**TEXTE FOURNI**

Témoins de l’Holocauste (suite) : Leib Rochman – « A pas aveugles de par le monde »

« Il savait que les rayons insaisissables qui aurait pu les unir étaient rompus. Mais pas seulement les leurs. De chaque être émanaient des rayons qui englobaient le monde entier et attachaient les hommes les uns aux autres. Tous intimement mêlés. Tout était dans tout.  Mais les rayons s’étaient éteints. »

a-pas-aveugles-de-par-le-mondeNé à Minsk-Mazowiecka dans un milieu hassidique Leyb Rochman est enfermé dans le ghetto de sa ville natale au début de la guerre et, suite à la destruction du ghetto en 1942, transféré avec sa famille dans un camp de travail. Il s’en évade et se cache pendant deux ans avec sa femme et trois juifs chez une paysanne polonaise. Là il est contraint de rester debout et immobile entre deux murs sans pouvoir bouger. Au lendemain de la Libération il se rend dans les camps de Maidanek et découvre les  chambres à gaz et fours crématoires. Victime par la suite du pogrom de Kielce, qui attendait les survivants qui rentraient chez eux, il se rend en Suisse fin 1945 pour se soigner.

De 1946 à 1948, il a voyagé à travers l’Europe et il tire de ce voyage cet ouvrage. En 1950, il s’installe en Israël. Il y meurt en 1978, à 60 ans, après avoir écrit trois livres : Et dans ton sang tu vivras (1961), A pas aveugles de par le monde (1968) et Le Déluge (1978).

**DONNÉES FOURNIES**
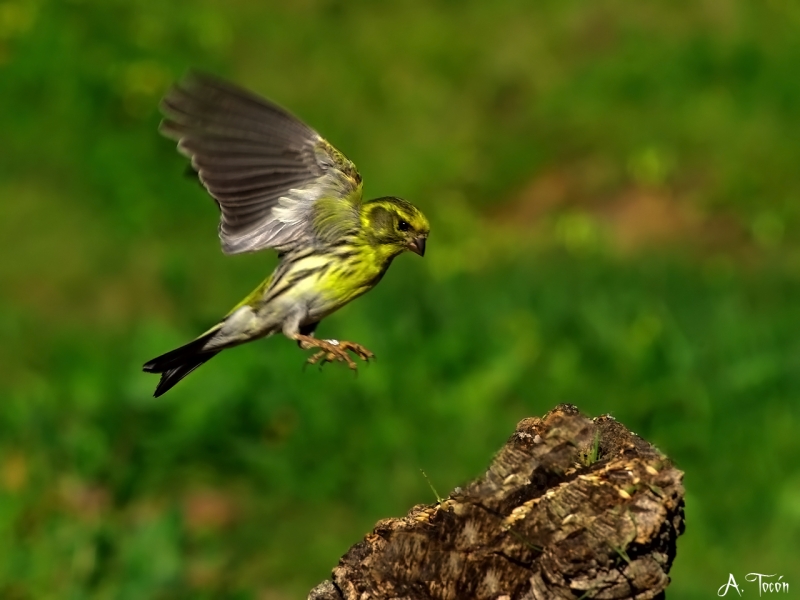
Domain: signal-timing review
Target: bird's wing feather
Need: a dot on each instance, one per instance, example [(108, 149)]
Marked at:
...
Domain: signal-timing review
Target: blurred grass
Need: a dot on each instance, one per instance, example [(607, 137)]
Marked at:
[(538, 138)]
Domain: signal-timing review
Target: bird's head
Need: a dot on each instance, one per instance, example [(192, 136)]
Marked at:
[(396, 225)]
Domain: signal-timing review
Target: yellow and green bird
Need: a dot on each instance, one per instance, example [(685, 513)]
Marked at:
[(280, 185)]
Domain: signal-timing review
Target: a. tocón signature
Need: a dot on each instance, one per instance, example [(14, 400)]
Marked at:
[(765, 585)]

**CONSIGNE**
Selon le texte fourni, pourquoi Leib Rochman part-il en Suisse à la fin de 1945 ? Répondez en une à trois phrases.

**RÉSULTAT DE L'EXERCICE**
Il part en Suisse à la fin de 1945 pour se soigner. Il avait été victime du pogrom de Kielce, qui attendait les survivants rentrant chez eux.